# [CHALLENGE A]
In the stretch of rows from the first row through the line containing "(1075, 414)", rename "stone planter box" as "granite planter" and return those lines with nothing else altered.

::: DOCUMENT SEGMENT :::

On an absolutely sweltering July 4th in 2002 I was racing to get last minute details completed before the launch scheduled in a couple of days. This was the year most of the major structural, wiring, and engine work were done, so there were a lot of little things needing attention. Despite the heat and humidity I worked at a frenetic pace because this was show time and I couldn’t afford a delay. I must have made 50 trips up and down the ladder to the boat, and back and forth between the boat and the shop. I was fabricating and eyeball-fitting a piece of teak, which I now cannot remember what it was for, but it was critical to the launch. It was a small piece and I was using the table saw to cut its somewhat odd shape. Of course, with a table saw one should never cut anything in a way that causes one to have fingers close to the blade, and I knew and appreciated this. I cut 90 percent of the piece while it was part of a longer board, so the part I was cutting was some distance from my hands.

When I was satisfied that it was about right I crosscut the piece off the board and took it down to the boat to see how it fit. Not quite. Back to the saw to trim a little – careful with the fingers – and back again to the boat for another fit. Better, but still not quite. This went on for way more times than it should have. I was sweating profusely, I was tired, and I was frustrated. For what I again hoped was the last attempt I held the piece between my right thumb and index finger with my wrist braced over the top of the rip fence and my other fingers raised high and out of the way. I began to cut when my sweaty hand started to lose its grip. I was worried about screwing up the piece, so instinctively I started to close my other fingers to help out, but caught myself and tried to stop. Zing-whap! - Too late.

You stupid sonofabitch!!! (Me, shouting at myself) I shut the saw off and stuck my right middle finger in my mouth, now stomping my feet in anger. I blinked just as it happened so I wasn’t sure just what happened. I looked at my finger and saw that it was all still there, just with a v-groove cut into the end. It was barely bleeding. I gave myself a minute to calm down a bit, looked at the finger again and deemed it wasn’t so bad even though it hurt. So I wrapped it in a paper towel, found the flung piece, and – get this – started the saw again and continued on.

:::

# [CHALLENGE B]
Reproduce the stretch of the table saw account from "You stupid sonofabitch!!!" through "and continued on." word for word.

::: LISTED ENTRIES :::

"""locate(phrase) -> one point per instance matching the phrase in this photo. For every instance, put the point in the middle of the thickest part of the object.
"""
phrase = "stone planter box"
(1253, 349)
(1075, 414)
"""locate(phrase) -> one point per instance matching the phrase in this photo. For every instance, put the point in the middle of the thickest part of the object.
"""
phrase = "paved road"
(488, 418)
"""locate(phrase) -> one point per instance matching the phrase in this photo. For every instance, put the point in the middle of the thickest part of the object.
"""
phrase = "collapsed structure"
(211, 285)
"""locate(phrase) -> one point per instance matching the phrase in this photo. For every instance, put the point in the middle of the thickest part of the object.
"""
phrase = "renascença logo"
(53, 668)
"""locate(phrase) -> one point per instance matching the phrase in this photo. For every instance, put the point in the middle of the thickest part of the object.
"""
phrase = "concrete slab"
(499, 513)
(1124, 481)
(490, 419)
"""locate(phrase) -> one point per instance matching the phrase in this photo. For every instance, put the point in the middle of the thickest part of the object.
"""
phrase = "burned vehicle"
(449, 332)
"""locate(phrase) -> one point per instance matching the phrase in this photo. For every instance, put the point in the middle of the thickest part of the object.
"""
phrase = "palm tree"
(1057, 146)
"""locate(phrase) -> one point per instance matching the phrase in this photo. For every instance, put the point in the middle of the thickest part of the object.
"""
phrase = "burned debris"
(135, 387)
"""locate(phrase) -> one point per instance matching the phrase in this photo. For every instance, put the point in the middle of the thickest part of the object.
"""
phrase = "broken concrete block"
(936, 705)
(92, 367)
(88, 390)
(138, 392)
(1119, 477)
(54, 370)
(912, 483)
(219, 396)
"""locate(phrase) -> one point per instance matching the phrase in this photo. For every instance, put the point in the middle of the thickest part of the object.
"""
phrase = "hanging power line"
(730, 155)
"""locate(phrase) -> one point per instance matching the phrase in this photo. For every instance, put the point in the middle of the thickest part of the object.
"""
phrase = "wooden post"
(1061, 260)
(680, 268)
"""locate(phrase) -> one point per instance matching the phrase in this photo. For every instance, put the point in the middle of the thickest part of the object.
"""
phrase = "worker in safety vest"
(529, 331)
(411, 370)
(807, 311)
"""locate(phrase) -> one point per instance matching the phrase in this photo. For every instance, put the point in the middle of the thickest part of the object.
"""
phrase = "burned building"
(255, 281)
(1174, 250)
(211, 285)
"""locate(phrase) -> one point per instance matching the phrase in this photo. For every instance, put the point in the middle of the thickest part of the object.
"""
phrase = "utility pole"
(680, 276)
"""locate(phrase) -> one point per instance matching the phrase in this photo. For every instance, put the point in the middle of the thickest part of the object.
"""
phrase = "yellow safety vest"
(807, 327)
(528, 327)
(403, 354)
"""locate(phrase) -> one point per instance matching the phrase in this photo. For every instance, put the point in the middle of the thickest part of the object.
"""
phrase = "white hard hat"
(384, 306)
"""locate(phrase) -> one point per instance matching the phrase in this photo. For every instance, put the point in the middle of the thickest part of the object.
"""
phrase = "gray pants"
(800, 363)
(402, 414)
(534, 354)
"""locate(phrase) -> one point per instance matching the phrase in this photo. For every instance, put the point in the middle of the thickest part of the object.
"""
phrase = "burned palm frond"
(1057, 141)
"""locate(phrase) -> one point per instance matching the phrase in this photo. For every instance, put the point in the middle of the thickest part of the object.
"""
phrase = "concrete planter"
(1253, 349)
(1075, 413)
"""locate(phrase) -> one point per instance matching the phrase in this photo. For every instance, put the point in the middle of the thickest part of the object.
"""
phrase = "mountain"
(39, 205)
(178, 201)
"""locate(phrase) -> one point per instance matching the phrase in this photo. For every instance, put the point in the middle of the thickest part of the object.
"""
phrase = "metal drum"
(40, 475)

:::

# [EXERCISE OUTPUT A]
"""locate(phrase) -> one point per instance matching the phrase in this photo. For every instance, put the point in the middle of the thickest part of the object.
"""
phrase = "granite planter"
(1253, 349)
(1075, 414)

# [EXERCISE OUTPUT B]
You stupid sonofabitch!!! (Me, shouting at myself) I shut the saw off and stuck my right middle finger in my mouth, now stomping my feet in anger. I blinked just as it happened so I wasn’t sure just what happened. I looked at my finger and saw that it was all still there, just with a v-groove cut into the end. It was barely bleeding. I gave myself a minute to calm down a bit, looked at the finger again and deemed it wasn’t so bad even though it hurt. So I wrapped it in a paper towel, found the flung piece, and – get this – started the saw again and continued on.